- PROBLEM SET -
1/ In the thread on audio source separation, which tool does one commenter say did this about five years earlier?
2/ Continue the thread on audio source separation from its final sentence.

--- EXTRACT ---

EDIT: The SANE conference has talks by Humphrey and many others available online: https://www.youtube.com/channel/UCsdxfneC1EdPorDUq9_XUJA/vid...

musicale7y ago

People have also been doing audio source separation effectively for years without neural networks.

calf7y ago

It's interesting cause I have a recording of human voices plus a background TV show that was too loud; I've looked around for something that would be able to separate the two but I haven't found a straightforward solution.

For example if you Google then FASST is one of the ones that come up, but it's a whole framework and in order to use it you'd have to learn the research yourself; much of these software is not geared for end users.

2 more replies

wodenokoto7y ago

> but it seems it was done without reference to academic literature on source separation

Sums up towards data science pretty well.

SyneRyder7y ago· 3 in thread

Does anyone know if this is related to the new iZotope RX 7 vocal isolation & stemming tools? It does seem to be talking about something similar, especially when it mentions using the same technique to split a song into instrument stems.

(Or to put it another way - there is commercial music software released in the last year that lets you do this yourself now.)

https://www.youtube.com/watch?v=kEauVQv2Quc

https://www.izotope.com/en/products/repair-and-edit/rx/music...

pizza7y ago

Going back further, X-Tracks did this ~5 years ago https://vimeo.com/107971872

That said, I think a deep learning approach will likely do a lot better (and be a lot easier to develop, imo)

Also, check out Google's Magenta project; it aims to use ML in various music / creativity projects.

I personally plan on doing a project that will involve audio source separation as well as sample classification; a good trick for analyzing audio data is to convert it into images (maybe with some additional pre-transformations applied, such as passing it through an audio filter that exaggerates human-perceived properties of sound) and then just use your run-of-the-mill, bog-standard, state-of-the-art image classifiers on the resulting audio spectrogram with some well-chosen training/validation sets.

Eli_P7y ago

That's interesting, are you going to make something like LabelImg[1]? I've been looking for something like that for audio, yet I'm not sure about treating audio as images. I've heard of this trick, but NN for audio better do work with RNN, GRU[2], maybe LSTM; and images are processed with CNN.

--- PROVIDED DATA ---

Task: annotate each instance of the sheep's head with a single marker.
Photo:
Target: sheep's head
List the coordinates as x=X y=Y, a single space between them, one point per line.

---

- FINAL RESULTS -
1/ X-Tracks

2/
[1] https://github.com/tzutalin/labelImg [2] https://en.wikipedia.org/wiki/Gated_recurrent_unit

1 more reply

ambicapter7y ago

Do you have to convert it into an image? What is it about classifiers that require image input? I've always found it very cool that audio compression and image compression end up using similar frequency-space techniques sometimes.

1 more reply

sytelus7y ago· 1 in thread

Please stop publishing on Medium. I'm getting error "You read a lot. We like that. You’ve reached the end of your free member preview for this month. Become a member now for $5/month to read this story".

Not gonna do that.

computerex7y ago

Share this sparingly lest it gets "fixed" ;) https://outline.com/SauXTY

switchbak7y ago· 1 in thread

Just wanted to mention there's some folks doing realtime source separation (not sure exactly how they've implemented it) with a DNN for reduction of background noise in, eg: Skype conversations.

I'm not involved with them in any way, but I've been amazed with its ability to cancel out coffee-shop style noise.

Check out https://krisp.ai/technology/ - Mac/Windows. I wish they had Linux support!

Edit: Appears they don't have Windows support yet.

brucemoose7y ago

> Uninterrupted Voice The same krispNet DNN, trained on hundreds of hours of customized data, is able to perform Packet Loss Concealment (predicting lost network packets) for audio and fill out missing voice chunks by eliminating "chopping" in voice calls.

This is both fascinating and horrifying at the same time! I wonder if/when it would be possible to rewrite whole words in real time using a voice that sounds just like you.

petra7y ago· 1 in thread

Question: Currently building earphones with great active-noise-cancellation is a secret kept within few companies.

This means they're expensive($300 headphones from Bose etc).

Do neural network make this simpler ?

And do you think they can be applied cheaply enough,say for $99 headphones ?

I assume this will sell really well, and justify creating a dedicated chip, with time.

sonnyblarney7y ago

Doing any kind of neural net anything in realtime is usually not possible due to processing power requirements.

sonnyblarney7y ago· 1 in thread

Soon enough there will be an AI filter that will take any old hacky, coughing, wheezing singer running around on stage, singing out of tune - and turn it into virtuoso chops. Maybe even derived from their own voice.

Which will give entirely new meaning to 'lip synching'.

vonseel7y ago

I can’t wait.

Seriously, of all instruments, things like vocals are one of the most heartbreaking to work on and learn. Born male and want to sound like a female singer? You’ll never be able to do that. Same applies for women who wish they had male singing voices. It simply isn’t possible (with the rare exception, I guess).

Or maybe you just don’t like your voices timbre. You can take lessons for years and learn to sing on pitch, and you can alter your vocal tone, but you can’t control every aspect that gives your voice it’s unique sound.

I guess sometimes you just have to be happy with what you have.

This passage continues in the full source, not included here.